(begin)
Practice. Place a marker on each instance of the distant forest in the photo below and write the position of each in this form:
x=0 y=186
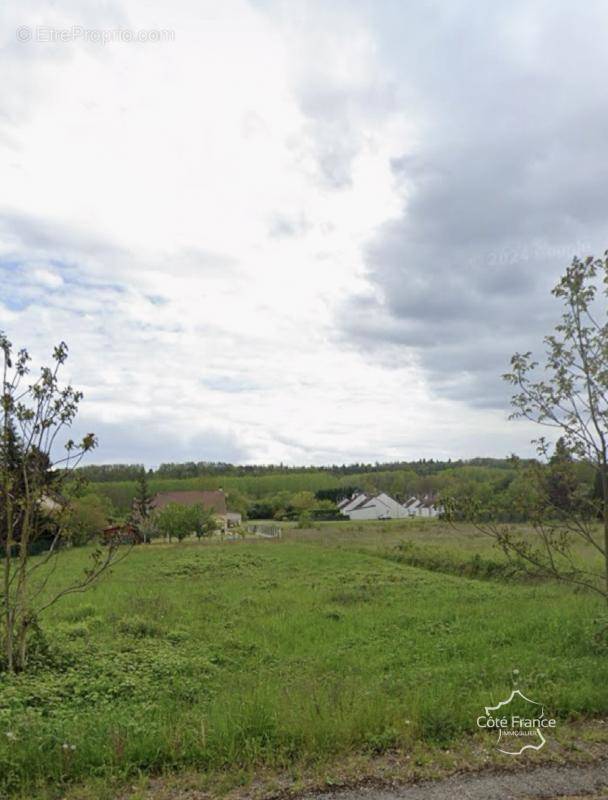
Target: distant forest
x=99 y=473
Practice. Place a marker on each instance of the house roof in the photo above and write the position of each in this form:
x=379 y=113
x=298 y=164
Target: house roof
x=361 y=501
x=213 y=500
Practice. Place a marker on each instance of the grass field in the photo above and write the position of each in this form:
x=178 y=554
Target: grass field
x=278 y=655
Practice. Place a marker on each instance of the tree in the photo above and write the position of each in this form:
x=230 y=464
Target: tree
x=85 y=518
x=569 y=395
x=175 y=520
x=142 y=503
x=32 y=475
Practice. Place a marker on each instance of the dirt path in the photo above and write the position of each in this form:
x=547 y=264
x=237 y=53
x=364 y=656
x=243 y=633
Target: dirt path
x=548 y=782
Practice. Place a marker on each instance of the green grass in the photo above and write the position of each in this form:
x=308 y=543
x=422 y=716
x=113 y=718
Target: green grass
x=270 y=654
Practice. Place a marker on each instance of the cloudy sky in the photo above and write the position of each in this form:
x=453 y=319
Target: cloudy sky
x=296 y=231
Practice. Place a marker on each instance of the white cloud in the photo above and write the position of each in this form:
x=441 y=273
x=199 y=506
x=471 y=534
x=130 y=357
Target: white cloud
x=188 y=215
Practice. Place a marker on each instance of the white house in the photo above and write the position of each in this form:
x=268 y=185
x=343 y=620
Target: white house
x=379 y=506
x=415 y=507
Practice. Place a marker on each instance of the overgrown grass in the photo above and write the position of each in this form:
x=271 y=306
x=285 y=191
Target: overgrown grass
x=274 y=653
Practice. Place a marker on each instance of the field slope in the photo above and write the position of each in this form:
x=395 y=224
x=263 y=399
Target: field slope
x=239 y=655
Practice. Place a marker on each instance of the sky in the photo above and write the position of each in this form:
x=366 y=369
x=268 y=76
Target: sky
x=305 y=232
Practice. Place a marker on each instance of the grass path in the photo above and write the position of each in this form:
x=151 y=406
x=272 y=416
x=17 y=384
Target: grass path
x=230 y=659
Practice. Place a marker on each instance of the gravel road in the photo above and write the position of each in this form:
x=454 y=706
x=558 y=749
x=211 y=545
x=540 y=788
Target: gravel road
x=542 y=782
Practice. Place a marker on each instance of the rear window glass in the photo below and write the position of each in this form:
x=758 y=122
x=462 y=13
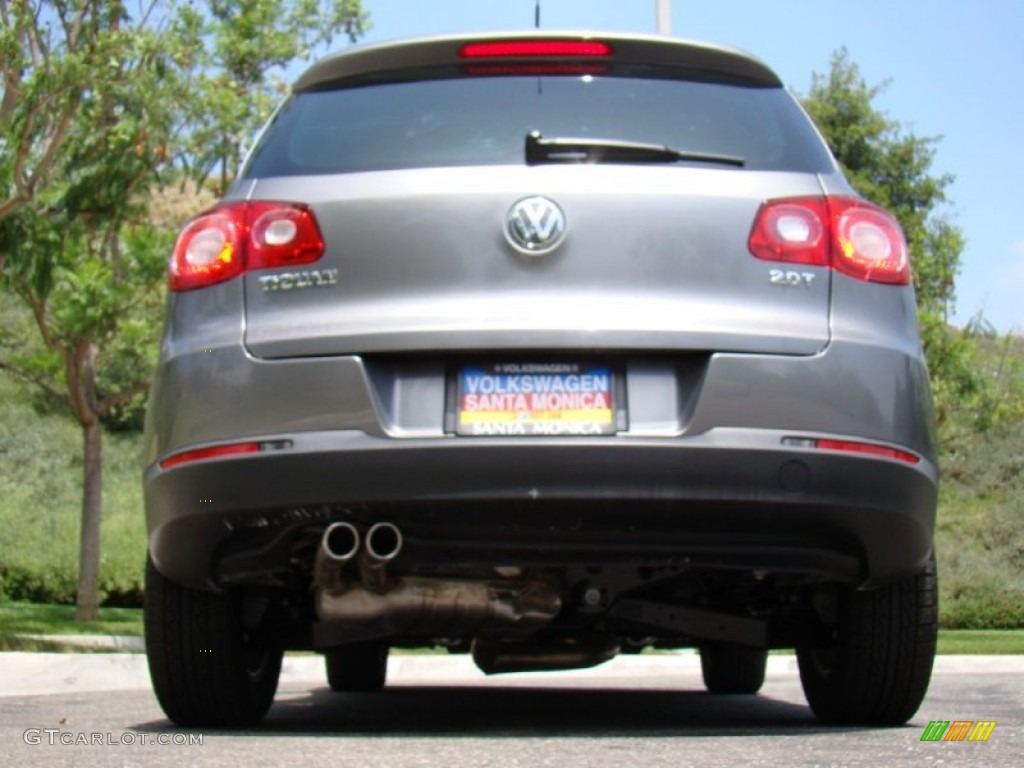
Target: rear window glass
x=469 y=121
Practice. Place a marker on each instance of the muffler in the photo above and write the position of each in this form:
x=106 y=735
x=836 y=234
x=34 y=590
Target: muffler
x=440 y=607
x=382 y=604
x=495 y=656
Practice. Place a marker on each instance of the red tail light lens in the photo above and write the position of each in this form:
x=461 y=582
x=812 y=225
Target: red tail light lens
x=518 y=48
x=868 y=243
x=228 y=240
x=848 y=235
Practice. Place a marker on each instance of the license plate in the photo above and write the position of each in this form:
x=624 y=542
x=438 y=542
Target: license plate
x=514 y=398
(end)
→ **INSTRUCTIONS FOR THE TASK**: Copy out all of the data above word for word, with the pictures left out.

→ **RESPONSE FOR THIS EXERCISE**:
Practice. Place a marker on each instance of the distant forest in the photo below and write the position of each in this form:
x=0 y=186
Target: distant forest
x=99 y=473
Practice. Place a marker on each instance of the house roof in the photo above and write the position of each in this form:
x=379 y=113
x=298 y=164
Target: house roof
x=361 y=501
x=213 y=500
Practice. Place a marker on each instance of the grass field in the photo above and write the position of each in this form:
x=178 y=554
Target: grass field
x=278 y=655
Practice. Place a marker on each instance of the tree in the photo above and write the position of each in this form:
x=230 y=464
Target: tree
x=85 y=518
x=569 y=395
x=175 y=520
x=142 y=503
x=32 y=475
Practice. Place a marker on each instance of the dirt path in the photo above and write the position of each in this form:
x=547 y=264
x=237 y=53
x=364 y=656
x=243 y=633
Target: dirt path
x=548 y=782
Practice. Place a marker on each instance of the green grass in the photo above and write the position of each in this form:
x=308 y=543
x=422 y=716
x=113 y=718
Target: green grass
x=270 y=654
Practice. Place a marker on each instance of the cloudy sky in the photo above and write the position of each in this form:
x=453 y=319
Target: cloudy sky
x=296 y=231
Practice. Place a marker on each instance of the white cloud in the photo above and write the position of each in this form:
x=441 y=273
x=199 y=506
x=471 y=534
x=130 y=357
Target: white cloud
x=188 y=215
Practice. Place a marker on each instance of the white house in the photo above and write the position of each in this form:
x=268 y=185
x=343 y=620
Target: white house
x=379 y=506
x=415 y=507
Practice. Place a marker on each instance of the overgrown grass in the photo above and write the position of each in this form:
x=271 y=306
x=285 y=191
Target: overgrown grass
x=274 y=653
Practice. Place a marker on each instance of the field slope in the photo above and write the position of each in this form:
x=395 y=224
x=263 y=399
Target: field slope
x=239 y=655
Practice. Place a marker on each instance of the sky in the photo above and write the position of each in this form:
x=366 y=369
x=268 y=76
Target: sky
x=305 y=232
Practice. Place a marker on each instance of the grass path in the photo above and write the position of each in this form:
x=151 y=406
x=272 y=416
x=17 y=384
Target: grass path
x=230 y=659
Practice. Place a marker on each instance of the gravel road in the photo above and write the position of each in this form:
x=454 y=706
x=558 y=749
x=211 y=545
x=540 y=788
Target: gravel road
x=542 y=782
Practice. Place a marker on each instance of the rear window glass in the photo below and write the position of each in this form:
x=758 y=122
x=462 y=13
Target: rear window glass
x=469 y=121
Practice. Place a marker on each instance of the muffler in the photo above and write the position of each in this form:
x=106 y=735
x=836 y=234
x=34 y=590
Target: muffler
x=440 y=607
x=382 y=604
x=495 y=656
Practice. Place a marker on each instance of the red tail light lens in the photo above and write the position of each in this form:
x=461 y=582
x=812 y=225
Target: red tail light lens
x=518 y=48
x=868 y=243
x=228 y=240
x=848 y=235
Practice. Place a marker on each instance of the license plate in the photo above and write the position of each in this form:
x=624 y=542
x=438 y=542
Target: license plate
x=514 y=398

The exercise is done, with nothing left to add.